** Start Provided text **
Skip to content

Happy Chirp · Jun 6, 2026 · 1:48:08

Aim fit and live well! ft. Mahlaqa Shaukat

Diving into some extremely insightful conversations with Mahlaqa Shaukat, owner and founder of Pakistans gym Aim Fit that changed the fitness scene in the country.

with Mahlaqa Shaukat

7 min read

This one is just me sitting down with Mahlaqa Shaukat, the founder of Aim Fit. If you know the happy place that is Aim Fit studios, you’ll know the energy Mahlaqa has poured into building a community where women actually feel alive. But what I love about this conversation is how far back we go, to the real, vulnerable moments that shaped her, and how honestly we talk about the hard parts. Not just the business highs, but the panic, the identity loss of motherhood, and the heavy cultural scripts we are all untangling around our bodies.

From oxford nerd to founder

Mahlaqa never planned for fitness. She was the academic child, the maths and physics girl, studying a triple degree in engineering, economics, and management at Oxford. She tells me, “I was a nerd through and through. My entire existence was my academic achievements.” At Oxford, she saw her friends doing half marathons and 10k runs as a side hustle. It was a jolt. In her elite private school in Pakistan, sports for girls just was not a priority. So when she picked up rowing in her fourth year, she realized how generally unfit she was. That was an awakening.

A panic attack that changed everything

Right before her Oxford exams, sitting in the library, she had a panic attack. She describes it plainly: “All of a sudden my heart rate went up, and I felt like I was going to have a heart attack and die.” She called the NHS helpline. The guy on the phone told her she might be having a panic attack and recommended yoga. She could not stand that feeling, so she looked up yoga studios that very moment. In the middle of exam season, she started going to hot yoga classes. She signed up for a 30-day challenge and did not miss a single day. “I kept going back because I felt better the next 24 hours. Even though it was a hassle, I did not want to take a day off.” That daily reprieve planted the seed.
** End Provided text **
** Start Dataset **
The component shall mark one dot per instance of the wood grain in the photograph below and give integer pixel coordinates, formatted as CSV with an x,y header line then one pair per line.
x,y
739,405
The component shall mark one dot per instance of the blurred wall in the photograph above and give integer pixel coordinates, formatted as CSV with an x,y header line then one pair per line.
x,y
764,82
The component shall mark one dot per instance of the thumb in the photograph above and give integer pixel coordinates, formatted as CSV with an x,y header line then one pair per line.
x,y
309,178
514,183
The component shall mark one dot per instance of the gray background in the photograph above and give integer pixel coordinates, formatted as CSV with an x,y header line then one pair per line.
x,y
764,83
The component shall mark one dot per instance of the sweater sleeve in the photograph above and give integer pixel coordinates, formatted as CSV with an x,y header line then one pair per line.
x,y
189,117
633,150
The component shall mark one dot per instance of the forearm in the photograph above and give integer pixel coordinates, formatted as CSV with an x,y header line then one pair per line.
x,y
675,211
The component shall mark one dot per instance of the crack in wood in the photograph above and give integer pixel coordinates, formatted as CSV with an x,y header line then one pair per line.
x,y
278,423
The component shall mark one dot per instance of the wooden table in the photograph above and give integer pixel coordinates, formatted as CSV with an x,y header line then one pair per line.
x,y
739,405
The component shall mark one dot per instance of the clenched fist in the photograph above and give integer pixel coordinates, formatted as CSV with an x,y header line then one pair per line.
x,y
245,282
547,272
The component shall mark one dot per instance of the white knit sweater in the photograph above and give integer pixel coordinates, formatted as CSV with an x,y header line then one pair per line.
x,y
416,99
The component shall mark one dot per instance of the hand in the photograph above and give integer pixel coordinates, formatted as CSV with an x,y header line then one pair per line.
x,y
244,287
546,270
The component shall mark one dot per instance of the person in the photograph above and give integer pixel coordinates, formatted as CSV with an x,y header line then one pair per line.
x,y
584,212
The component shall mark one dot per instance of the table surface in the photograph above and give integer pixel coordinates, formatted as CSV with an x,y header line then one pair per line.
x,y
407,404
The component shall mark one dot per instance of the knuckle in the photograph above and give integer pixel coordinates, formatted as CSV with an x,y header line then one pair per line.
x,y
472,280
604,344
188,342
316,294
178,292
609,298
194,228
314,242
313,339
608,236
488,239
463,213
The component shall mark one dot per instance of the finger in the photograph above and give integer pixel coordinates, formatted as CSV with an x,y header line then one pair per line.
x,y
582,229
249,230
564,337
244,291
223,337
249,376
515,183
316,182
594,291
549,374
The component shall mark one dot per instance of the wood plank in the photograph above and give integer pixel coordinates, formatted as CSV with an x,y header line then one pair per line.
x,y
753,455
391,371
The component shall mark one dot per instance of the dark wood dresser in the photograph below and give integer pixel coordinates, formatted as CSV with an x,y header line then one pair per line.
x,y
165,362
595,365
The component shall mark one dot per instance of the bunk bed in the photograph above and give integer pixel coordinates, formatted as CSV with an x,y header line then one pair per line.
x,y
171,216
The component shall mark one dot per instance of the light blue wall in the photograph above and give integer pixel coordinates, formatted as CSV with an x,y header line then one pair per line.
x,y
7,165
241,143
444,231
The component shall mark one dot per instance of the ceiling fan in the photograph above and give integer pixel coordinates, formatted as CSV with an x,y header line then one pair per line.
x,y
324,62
** End Dataset **
▸ **Objectives**:
A: Update the Mahlaqa Shaukat profile from "A panic attack that" through "planted the seed.", replacing "NHS helpline" with "emergency helpline".
B: According to the Mahlaqa Shaukat profile, which three fields made up her triple degree at Oxford?
C: Pick up the Mahlaqa Shaukat profile after its last sentence and continue it.

▸ **Expected outputs**:
A:
A panic attack that changed everything

Right before her Oxford exams, sitting in the library, she had a panic attack. She describes it plainly: “All of a sudden my heart rate went up, and I felt like I was going to have a heart attack and die.” She called the emergency helpline. The guy on the phone told her she might be having a panic attack and recommended yoga. She could not stand that feeling, so she looked up yoga studios that very moment. In the middle of exam season, she started going to hot yoga classes. She signed up for a 30-day challenge and did not miss a single day. “I kept going back because I felt better the next 24 hours. Even though it was a hassle, I did not want to take a day off.” That daily reprieve planted the seed.

B: Engineering, economics, and management.

C:
London, loneliness, and a dance class that lit her up

After Oxford, Mahlaqa moved to London to work as a consultant. The shiny corporate world was lonely. She remembers crying in a black cab once when her mom called, for no good reason. Her mom, who also struggled with anxiety, kept telling her to exercise. She found a trainer at Deloitte’s company gym, a former Broadway dancer who taught a crazy, music-blasting dance class. “I love to dance, and if I could mix my love for dance with exercise and never have to get on a treadmill again, that moment was it for me.” That joy in movement stayed with her.

Building a community, not just a gym

When she moved back to Pakistan, she walked into a local gym and realized nothing like that existed. So she started teaching dance classes in a borrowed space. Her sister Noor joined her. The first studio had no light, leaked when it rained, but they designed an experience, not just a workout. “We are not a fitness space or a gym. We are a community.” Mahlaqa tells me about an older woman at the studio who pulled her aside and said, “I lost my husband a year ago. Aim Fit is not about a fitness class. It is about just feeling alive.” That is why they kept their standards global and their vibe welcoming. Aim Fit became my happy place, a tagline the members themselves gave them.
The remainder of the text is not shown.